■ **Given exercise**: Select each line in the rows below that contains the word "closet" and copy those lines.

■ **Dataset**:
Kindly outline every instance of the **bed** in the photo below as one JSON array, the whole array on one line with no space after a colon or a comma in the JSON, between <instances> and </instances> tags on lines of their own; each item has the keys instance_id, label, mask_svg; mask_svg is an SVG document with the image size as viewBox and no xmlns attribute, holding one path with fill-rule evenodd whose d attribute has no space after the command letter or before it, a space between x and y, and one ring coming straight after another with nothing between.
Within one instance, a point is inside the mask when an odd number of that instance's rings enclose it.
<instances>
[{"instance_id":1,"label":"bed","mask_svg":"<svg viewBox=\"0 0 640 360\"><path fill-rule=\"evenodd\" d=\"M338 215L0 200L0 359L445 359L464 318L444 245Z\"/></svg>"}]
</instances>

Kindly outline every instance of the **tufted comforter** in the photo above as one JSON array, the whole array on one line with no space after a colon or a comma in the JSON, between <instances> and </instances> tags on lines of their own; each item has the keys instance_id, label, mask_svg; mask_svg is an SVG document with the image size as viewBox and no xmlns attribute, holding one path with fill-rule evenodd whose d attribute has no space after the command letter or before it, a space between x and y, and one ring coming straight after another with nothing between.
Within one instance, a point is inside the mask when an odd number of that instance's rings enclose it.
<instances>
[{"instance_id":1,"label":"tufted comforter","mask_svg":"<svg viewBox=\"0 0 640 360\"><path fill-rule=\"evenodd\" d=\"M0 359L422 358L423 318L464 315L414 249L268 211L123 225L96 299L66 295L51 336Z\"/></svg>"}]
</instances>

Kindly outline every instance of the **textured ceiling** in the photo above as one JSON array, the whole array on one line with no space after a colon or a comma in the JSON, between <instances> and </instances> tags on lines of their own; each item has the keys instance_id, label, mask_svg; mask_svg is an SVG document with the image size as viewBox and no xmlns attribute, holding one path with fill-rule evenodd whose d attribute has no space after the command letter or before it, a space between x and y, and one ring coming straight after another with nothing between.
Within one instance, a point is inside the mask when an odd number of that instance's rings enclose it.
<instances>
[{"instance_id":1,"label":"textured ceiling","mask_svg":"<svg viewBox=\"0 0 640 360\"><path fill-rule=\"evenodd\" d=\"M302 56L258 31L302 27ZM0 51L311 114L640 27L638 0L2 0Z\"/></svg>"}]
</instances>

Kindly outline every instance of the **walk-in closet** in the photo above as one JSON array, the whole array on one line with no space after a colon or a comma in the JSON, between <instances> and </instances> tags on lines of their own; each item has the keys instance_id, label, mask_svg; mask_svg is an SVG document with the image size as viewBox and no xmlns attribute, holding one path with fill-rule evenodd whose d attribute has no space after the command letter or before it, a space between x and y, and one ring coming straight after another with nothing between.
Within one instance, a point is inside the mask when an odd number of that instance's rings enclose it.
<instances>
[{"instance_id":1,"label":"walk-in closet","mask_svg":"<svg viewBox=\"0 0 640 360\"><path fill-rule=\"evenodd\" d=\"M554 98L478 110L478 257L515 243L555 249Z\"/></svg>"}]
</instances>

■ **Result of this exercise**:
Kindly outline every instance of the **walk-in closet** in the photo above as one JSON array, the whole array on one line with no space after a colon or a comma in the JSON, between <instances> and </instances> tags on lines of their own; each item has the keys instance_id, label, mask_svg; mask_svg is an SVG document with the image size as viewBox and no xmlns attribute, holding one path with fill-rule evenodd whose d attribute has no space after the command letter or before it, a space between x and y, and one ring coming straight after another with nothing between.
[{"instance_id":1,"label":"walk-in closet","mask_svg":"<svg viewBox=\"0 0 640 360\"><path fill-rule=\"evenodd\" d=\"M554 98L478 110L478 257L515 243L555 249Z\"/></svg>"}]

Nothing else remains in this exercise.